* [Exercise]:
For the data that follows, report how many lines contain the word "support", and nothing else.
[Start of section]
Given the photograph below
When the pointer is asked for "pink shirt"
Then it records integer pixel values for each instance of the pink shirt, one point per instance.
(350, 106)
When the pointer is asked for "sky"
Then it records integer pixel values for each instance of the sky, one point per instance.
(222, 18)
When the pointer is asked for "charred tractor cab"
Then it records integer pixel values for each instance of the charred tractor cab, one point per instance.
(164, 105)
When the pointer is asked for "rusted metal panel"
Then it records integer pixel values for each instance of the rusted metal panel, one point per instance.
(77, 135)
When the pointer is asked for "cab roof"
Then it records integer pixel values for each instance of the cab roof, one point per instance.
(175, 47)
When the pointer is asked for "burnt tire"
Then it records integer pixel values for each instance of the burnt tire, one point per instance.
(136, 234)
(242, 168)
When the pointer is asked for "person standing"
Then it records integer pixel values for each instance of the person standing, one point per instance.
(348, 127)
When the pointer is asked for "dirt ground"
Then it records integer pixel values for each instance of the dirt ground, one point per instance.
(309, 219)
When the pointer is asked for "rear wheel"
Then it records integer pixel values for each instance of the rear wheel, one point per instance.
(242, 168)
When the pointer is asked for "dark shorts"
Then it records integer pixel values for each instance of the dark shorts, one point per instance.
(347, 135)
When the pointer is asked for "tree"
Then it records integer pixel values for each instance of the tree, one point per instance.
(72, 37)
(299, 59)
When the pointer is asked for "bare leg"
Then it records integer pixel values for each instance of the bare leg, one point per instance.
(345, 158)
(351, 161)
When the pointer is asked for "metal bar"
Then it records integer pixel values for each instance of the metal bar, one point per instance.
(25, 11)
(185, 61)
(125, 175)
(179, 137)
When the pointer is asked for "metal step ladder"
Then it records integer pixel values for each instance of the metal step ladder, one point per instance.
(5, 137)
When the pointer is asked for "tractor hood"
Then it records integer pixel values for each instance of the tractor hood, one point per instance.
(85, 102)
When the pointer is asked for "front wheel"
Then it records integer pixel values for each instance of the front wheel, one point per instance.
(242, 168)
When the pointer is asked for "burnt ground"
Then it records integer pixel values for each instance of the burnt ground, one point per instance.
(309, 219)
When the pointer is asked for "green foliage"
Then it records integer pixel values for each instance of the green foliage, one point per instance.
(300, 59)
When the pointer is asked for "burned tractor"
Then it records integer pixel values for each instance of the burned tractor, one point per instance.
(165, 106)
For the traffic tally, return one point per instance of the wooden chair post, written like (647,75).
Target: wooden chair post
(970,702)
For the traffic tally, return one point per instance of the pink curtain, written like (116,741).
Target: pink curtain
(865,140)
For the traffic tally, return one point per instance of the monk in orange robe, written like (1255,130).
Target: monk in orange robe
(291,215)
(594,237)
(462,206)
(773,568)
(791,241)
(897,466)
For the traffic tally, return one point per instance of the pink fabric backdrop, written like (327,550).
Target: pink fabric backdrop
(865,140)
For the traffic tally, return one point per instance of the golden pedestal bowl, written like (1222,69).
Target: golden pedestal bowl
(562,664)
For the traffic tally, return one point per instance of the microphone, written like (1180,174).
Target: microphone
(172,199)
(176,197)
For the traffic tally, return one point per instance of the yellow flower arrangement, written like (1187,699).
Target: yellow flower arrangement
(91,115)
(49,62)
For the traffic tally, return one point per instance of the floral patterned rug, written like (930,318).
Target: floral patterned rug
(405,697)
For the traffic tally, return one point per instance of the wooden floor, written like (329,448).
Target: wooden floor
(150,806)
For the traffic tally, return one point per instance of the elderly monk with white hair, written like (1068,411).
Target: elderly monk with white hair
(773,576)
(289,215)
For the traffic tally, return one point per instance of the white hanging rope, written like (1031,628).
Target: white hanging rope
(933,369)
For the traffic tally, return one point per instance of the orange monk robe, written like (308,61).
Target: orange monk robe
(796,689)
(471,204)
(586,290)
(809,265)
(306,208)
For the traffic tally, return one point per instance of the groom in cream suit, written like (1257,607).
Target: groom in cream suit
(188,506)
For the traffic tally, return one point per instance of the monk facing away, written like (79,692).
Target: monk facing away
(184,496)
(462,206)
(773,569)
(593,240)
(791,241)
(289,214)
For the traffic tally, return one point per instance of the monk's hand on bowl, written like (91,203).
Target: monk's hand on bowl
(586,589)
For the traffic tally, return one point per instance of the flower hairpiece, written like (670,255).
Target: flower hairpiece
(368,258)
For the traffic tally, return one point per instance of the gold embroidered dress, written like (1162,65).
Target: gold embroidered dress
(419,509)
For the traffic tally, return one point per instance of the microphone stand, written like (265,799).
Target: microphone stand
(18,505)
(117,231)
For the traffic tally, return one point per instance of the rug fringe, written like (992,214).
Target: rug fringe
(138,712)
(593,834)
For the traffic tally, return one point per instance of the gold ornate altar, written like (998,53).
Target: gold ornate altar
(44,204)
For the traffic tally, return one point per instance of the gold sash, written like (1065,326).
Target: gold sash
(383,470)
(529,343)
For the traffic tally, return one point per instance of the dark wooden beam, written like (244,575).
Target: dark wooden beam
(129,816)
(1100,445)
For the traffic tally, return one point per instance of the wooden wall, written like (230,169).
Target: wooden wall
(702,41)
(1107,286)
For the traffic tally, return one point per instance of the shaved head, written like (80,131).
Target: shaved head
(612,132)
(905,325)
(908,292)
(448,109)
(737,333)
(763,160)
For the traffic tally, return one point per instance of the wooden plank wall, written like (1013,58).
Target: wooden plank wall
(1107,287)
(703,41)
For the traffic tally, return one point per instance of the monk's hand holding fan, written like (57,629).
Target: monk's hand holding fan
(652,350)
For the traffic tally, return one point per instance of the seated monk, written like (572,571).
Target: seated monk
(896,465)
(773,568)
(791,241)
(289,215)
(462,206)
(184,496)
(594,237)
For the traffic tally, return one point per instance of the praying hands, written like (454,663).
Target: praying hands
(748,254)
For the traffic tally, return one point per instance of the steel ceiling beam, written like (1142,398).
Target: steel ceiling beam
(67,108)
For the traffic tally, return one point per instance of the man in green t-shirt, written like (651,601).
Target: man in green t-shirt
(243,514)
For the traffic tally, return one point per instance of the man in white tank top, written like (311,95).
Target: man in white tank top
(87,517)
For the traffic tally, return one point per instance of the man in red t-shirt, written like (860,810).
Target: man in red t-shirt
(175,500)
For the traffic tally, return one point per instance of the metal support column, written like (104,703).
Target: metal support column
[End of section]
* [Result]:
2